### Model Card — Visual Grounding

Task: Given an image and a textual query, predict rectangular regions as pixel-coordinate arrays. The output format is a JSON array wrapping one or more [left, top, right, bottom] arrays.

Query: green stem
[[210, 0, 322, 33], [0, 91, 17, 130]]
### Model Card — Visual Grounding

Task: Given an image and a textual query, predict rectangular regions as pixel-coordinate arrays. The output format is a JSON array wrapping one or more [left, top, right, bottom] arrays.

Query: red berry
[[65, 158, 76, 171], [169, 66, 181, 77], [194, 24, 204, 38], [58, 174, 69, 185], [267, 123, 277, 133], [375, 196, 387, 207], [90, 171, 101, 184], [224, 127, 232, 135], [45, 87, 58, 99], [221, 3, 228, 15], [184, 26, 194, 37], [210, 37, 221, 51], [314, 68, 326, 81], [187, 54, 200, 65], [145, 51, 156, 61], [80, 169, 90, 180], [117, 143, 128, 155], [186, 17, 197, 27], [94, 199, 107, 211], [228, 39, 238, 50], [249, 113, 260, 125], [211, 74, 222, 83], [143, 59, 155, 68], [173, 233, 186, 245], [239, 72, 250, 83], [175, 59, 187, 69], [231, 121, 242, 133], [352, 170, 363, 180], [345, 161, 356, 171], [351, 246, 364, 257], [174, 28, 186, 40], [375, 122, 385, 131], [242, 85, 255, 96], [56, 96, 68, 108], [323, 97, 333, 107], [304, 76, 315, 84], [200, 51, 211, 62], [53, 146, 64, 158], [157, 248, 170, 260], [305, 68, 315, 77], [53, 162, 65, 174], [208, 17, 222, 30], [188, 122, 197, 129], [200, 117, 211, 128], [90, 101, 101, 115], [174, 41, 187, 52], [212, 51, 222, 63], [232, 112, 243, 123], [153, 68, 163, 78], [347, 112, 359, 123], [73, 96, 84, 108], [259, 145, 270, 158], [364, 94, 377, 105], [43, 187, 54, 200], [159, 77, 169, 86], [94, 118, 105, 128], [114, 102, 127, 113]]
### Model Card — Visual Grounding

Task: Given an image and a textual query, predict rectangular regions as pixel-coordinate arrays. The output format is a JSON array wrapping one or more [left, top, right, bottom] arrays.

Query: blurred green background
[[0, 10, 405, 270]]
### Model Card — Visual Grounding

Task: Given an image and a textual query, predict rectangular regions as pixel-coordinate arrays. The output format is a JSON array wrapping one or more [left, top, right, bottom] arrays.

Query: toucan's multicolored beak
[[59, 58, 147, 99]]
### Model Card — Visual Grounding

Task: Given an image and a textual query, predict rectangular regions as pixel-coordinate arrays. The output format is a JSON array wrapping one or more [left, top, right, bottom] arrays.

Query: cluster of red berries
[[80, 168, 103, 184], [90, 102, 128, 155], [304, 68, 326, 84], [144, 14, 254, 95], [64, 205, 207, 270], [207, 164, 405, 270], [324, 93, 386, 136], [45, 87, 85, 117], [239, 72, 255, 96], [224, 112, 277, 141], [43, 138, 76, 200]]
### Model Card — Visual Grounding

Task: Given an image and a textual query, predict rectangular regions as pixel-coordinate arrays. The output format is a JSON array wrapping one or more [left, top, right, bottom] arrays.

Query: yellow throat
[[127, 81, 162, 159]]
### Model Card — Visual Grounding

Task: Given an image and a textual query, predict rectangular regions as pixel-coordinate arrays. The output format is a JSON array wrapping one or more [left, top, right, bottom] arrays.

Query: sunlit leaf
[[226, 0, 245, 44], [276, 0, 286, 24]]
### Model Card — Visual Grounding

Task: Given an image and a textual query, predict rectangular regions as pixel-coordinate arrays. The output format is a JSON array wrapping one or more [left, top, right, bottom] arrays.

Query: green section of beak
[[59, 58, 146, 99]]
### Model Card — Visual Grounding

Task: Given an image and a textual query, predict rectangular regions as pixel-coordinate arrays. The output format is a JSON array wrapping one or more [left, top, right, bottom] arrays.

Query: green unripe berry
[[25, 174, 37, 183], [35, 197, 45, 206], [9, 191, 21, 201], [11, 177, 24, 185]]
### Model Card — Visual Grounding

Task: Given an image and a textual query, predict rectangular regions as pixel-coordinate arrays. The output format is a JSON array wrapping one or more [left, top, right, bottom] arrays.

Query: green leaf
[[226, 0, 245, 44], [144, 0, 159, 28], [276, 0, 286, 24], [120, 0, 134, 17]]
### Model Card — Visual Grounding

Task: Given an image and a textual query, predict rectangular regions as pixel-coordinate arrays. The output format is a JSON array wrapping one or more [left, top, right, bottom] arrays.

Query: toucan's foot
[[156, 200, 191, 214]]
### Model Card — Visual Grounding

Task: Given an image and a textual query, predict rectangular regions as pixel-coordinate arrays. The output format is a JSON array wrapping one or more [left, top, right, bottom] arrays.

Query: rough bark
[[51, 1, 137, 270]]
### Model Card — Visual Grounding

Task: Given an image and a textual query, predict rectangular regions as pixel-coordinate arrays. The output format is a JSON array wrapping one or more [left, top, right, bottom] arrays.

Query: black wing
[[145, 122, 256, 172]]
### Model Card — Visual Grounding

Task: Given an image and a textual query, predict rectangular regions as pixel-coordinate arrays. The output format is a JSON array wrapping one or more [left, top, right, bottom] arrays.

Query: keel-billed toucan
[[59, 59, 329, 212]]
----
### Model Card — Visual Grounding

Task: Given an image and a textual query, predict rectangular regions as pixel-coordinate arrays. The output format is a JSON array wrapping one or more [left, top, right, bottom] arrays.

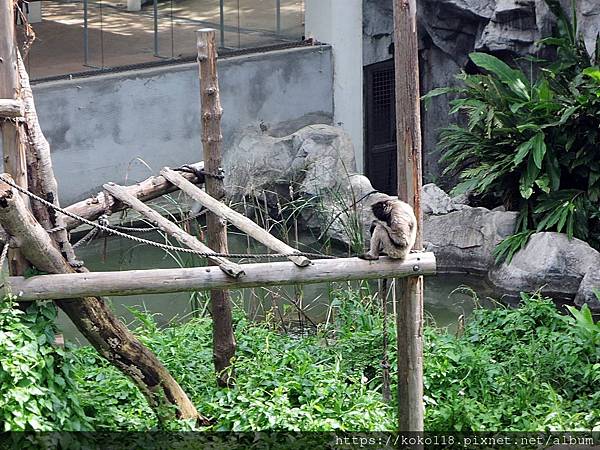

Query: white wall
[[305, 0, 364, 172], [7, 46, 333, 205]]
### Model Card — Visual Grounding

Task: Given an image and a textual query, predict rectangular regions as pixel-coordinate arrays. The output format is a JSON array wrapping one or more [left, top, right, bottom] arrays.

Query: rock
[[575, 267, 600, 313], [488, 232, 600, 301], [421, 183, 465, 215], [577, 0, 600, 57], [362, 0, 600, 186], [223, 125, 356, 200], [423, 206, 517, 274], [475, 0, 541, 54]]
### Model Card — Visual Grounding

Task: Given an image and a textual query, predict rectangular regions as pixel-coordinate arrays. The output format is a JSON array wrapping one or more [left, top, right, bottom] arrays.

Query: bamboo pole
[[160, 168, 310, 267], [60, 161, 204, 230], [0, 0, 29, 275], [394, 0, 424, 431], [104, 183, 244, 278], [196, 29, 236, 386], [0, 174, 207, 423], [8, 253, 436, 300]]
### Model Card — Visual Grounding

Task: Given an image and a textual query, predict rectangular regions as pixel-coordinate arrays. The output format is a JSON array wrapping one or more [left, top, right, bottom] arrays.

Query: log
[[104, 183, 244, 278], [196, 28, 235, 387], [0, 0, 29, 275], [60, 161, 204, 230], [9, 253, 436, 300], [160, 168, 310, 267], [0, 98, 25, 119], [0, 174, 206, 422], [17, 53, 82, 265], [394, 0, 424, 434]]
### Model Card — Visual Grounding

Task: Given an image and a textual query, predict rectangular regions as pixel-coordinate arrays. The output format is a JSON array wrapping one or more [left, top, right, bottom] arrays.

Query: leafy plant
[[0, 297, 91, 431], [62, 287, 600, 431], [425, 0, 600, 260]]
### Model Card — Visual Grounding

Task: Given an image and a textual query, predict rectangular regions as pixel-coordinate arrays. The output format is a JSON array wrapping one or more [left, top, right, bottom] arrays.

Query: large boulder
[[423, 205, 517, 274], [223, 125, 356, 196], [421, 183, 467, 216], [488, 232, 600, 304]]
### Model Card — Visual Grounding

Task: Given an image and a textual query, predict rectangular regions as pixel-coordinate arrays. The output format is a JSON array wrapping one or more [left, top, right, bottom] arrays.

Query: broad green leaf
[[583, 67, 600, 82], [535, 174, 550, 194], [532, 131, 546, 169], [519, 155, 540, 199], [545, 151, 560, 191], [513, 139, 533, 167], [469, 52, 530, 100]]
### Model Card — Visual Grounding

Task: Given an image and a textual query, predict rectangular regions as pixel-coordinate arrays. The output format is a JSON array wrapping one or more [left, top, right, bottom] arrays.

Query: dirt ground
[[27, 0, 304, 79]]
----
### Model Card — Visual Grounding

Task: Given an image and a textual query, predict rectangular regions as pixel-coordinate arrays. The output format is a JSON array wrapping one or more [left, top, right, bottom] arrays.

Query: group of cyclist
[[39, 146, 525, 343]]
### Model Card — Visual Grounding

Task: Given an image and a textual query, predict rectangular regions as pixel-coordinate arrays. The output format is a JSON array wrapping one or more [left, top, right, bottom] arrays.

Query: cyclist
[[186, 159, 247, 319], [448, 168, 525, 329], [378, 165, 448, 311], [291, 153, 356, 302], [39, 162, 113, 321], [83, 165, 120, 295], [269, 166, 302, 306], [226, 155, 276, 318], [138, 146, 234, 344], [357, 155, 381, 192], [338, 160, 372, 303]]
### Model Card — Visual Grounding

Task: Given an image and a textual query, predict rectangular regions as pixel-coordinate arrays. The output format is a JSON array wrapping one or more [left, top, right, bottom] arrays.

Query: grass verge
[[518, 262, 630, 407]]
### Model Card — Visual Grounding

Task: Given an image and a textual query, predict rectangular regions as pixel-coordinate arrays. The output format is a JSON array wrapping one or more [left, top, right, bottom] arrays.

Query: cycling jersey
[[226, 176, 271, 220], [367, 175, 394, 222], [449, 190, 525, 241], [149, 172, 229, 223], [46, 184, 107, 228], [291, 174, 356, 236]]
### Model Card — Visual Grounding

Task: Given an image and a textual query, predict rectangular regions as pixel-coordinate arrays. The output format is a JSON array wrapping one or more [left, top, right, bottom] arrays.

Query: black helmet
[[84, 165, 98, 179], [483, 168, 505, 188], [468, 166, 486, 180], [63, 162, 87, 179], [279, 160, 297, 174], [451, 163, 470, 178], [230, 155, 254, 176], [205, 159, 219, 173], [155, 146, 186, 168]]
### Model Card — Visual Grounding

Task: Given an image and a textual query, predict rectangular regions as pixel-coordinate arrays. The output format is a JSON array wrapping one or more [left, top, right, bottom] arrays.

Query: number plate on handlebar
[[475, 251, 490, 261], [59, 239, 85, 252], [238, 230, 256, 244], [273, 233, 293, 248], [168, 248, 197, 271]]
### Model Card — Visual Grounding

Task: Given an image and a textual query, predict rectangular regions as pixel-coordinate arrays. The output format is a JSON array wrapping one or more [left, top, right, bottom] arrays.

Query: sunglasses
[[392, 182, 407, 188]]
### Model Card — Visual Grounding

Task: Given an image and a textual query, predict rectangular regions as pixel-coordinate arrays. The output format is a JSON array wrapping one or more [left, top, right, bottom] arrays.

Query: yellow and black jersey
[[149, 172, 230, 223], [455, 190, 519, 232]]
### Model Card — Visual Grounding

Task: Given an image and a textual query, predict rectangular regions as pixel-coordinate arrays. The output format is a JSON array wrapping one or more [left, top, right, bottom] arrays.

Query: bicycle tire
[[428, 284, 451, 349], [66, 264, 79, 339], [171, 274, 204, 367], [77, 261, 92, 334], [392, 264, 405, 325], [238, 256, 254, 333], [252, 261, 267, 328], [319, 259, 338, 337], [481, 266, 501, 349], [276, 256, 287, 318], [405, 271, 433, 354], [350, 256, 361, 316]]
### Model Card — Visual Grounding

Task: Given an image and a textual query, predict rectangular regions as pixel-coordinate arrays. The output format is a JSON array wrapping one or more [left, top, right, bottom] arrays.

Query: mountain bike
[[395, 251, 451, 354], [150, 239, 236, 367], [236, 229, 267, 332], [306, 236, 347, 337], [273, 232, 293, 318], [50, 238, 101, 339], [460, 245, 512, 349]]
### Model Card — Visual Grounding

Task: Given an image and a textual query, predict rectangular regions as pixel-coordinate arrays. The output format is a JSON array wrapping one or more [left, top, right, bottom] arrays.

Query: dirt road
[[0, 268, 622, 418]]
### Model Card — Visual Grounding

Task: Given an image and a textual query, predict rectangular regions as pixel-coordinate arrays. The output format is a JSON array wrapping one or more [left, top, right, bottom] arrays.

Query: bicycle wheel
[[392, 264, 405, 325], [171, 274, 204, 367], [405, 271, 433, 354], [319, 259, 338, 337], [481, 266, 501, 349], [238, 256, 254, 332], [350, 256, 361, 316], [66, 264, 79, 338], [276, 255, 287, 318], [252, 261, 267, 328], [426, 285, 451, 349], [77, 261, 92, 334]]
----
EXERCISE INSTRUCTIONS |
Pull out every line in the data above that contains the string "cyclist". The match is case-sensitive.

OUTPUT BELOW |
Query: group of cyclist
Query: cyclist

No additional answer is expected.